§ Action item: Extend the news article below about Kristi Heid and Sabine Pass School after Hurricane Rita, starting right after its last sentence.
Top of Study text
Updated: Wednesday, September 2, 2009

Heid6 MD 12-26-05.jpg

Mandy Derfler

Kristi Heid, principal for Sabine Pass School, explains how Rita damaged the auditorium. Reconstruction costs will only partially be covered by insurance. Heid expects the auditorium will be ready for a state theater competition in the spring.

SABINE PASS - After Hurricane Rita, it took Kristi Heid four days to return to this coastal town of 600. Two weeks later, Heid converted a muddied building not 30 feet from her home, into a distribution center for residents.

From a hotel in Kemah, Heid made the hour and half trip daily back to Sabine Pass. As the principal of the town's lone school for pre-kindergarten through 12th grade, Heid used her credentials to gain access to damaged areas.

While salvaging the school's computer servers, Heid posted updates on the Internet for information-starved evacuees.
Bottom of Study text
Top of Stored data
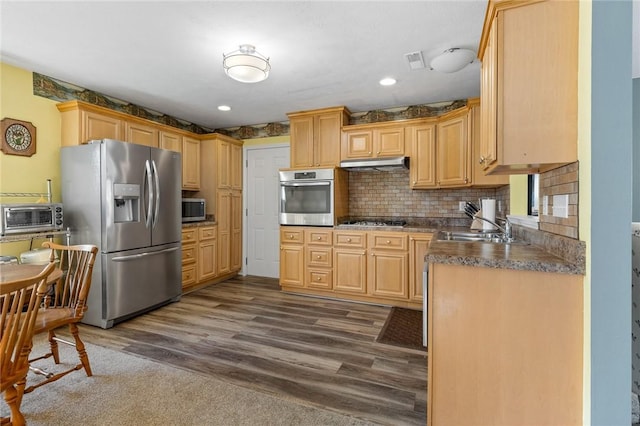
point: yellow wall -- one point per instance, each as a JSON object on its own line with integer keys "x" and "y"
{"x": 28, "y": 174}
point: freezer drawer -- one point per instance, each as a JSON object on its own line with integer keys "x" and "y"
{"x": 136, "y": 281}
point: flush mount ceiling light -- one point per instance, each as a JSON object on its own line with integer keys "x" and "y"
{"x": 246, "y": 65}
{"x": 452, "y": 60}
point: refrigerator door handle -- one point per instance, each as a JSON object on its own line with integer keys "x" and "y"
{"x": 138, "y": 256}
{"x": 147, "y": 176}
{"x": 156, "y": 181}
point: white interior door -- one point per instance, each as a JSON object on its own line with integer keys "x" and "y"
{"x": 263, "y": 236}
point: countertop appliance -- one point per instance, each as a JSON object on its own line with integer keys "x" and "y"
{"x": 125, "y": 199}
{"x": 307, "y": 197}
{"x": 33, "y": 217}
{"x": 194, "y": 209}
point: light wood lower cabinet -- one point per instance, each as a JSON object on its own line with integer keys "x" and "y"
{"x": 189, "y": 257}
{"x": 378, "y": 267}
{"x": 207, "y": 256}
{"x": 505, "y": 347}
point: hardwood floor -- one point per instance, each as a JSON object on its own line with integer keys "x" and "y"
{"x": 320, "y": 352}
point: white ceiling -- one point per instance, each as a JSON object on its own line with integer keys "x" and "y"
{"x": 167, "y": 56}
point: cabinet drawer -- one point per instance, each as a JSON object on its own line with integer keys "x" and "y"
{"x": 291, "y": 235}
{"x": 350, "y": 239}
{"x": 188, "y": 275}
{"x": 207, "y": 232}
{"x": 319, "y": 256}
{"x": 320, "y": 278}
{"x": 189, "y": 235}
{"x": 188, "y": 253}
{"x": 319, "y": 237}
{"x": 388, "y": 241}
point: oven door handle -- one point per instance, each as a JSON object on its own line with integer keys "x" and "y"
{"x": 317, "y": 183}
Bottom of Stored data
§ Output below:
"You can't tell from what it looks like on the surface. But there was 2 to 6 feet of water in the homes with slick mud sulfur, silt and lots of ocean debris, in both the gymnasium and auditorium," Heid said.

On one occasion, while assessing the damaged roof below the school's lighthouse-like tower, she peered out through panoramic windows at the destruction below.

"This was an awesome view right after the storm. There was so much ocean debris that it was a little scary. It's almost like the ocean spit it back at us." she said.

Heid estimated 95 percent of the homes were destroyed and 83 percent of the population has returned to the area. Those not returning are mostly elderly people.

While working at the distribution center, Heid would call city government in Port Arthur of which Sabine Pass is a bedroom community. City officials were confused about who she was or who she was working with.

"I'd say I'm working for the city of Sabine Pass, and I need this stuff."

When school resumed on Oct. 25, after six weeks forced vacation, Heid and other administrators worked to return some normalcy to the students' lives.

"At home they don't have a house. You have to be patient when what little stuff you've saved is now in a tent next to a FEMA trailer," Heid said.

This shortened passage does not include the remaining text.